-------- TEXTO APRESENTADO --------

Pesquisa é outra das bases dos filmes da Pixar. Como no primeiro filme, Dacher Keltner, professor de psicologia da Universidade da Califórnia – Berkeley, foi o especialista das emoções. “Ele explicou que nossos cérebros mudam na puberdade. Antigas vias neurais são destruídas, novas são construídas”, disse Mann.
Para o diretor, essas informações abriam caminhos ideais para um segundo filme. “As minhas continuações favoritas são aquelas que evoluem e crescem em vez de copiar, colar e repetir.”
Sendo assim, a Ansiedade tomou a frente, tornando-se uma espécie de líder dessas novas emoções, como Alegria é para as velhas emoções.
É como se Alegria fosse cringe, enquanto essas novas emoções são mais sofisticadas. “Alegria e as outras emoções sentem-se um pouco deslocadas, sendo substituídas por versões mais complexas de si mesmas”, contou o produtor Mark Nielsen.
Os sentimentos de Alegria refletem, de certa forma, os da própria Riley. Ela se vê em um acampamento de hóquei, com a possibilidade de entrar para o time do ensino médio, que tem à frente a superdescolada Valentina. Mas, para isso, precisa deixar de lado as melhores amigas, Grace e Bree.
As novas emoções tomam conta. Ansiedade preocupa-se com as amizades que Riley vai ter no futuro. As reações de Riley às interações com as garotas mais velhas alternam-se entre Inveja, Vergonha ou Tédio, também a preferida ao falar com os pais. É aquele: “Ah, que saco” ou “Tudo bem” sem sal que sai quando a mãe pergunta como foi na escola.

-------- DADOS REGISTRADOS --------

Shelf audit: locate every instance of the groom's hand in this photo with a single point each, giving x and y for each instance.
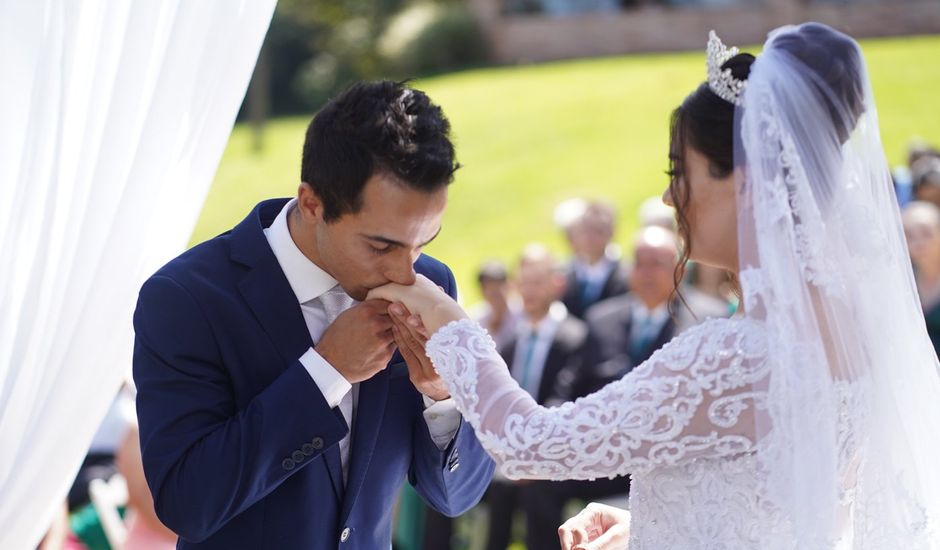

--------

INSTRUÇÕES DE TRABALHO:
[a] Quem foi o especialista em emoções, segundo o texto apresentado?
[b] Reescreva em forma de lista o parágrafo do texto apresentado que começa com "Os sentimentos de Alegria refletem", mantendo os fatos principais.

SOLUÇÕES DAS TAREFAS:
[a] Dacher Keltner, professor de psicologia da Universidade da Califórnia – Berkeley.

[b]
- De certa forma, os sentimentos de Alegria refletem os de Riley.
- Riley está em um acampamento de hóquei e pode entrar para o time do ensino médio, liderado pela superdescolada Valentina.
- Para isso, precisa deixar de lado as melhores amigas, Grace e Bree.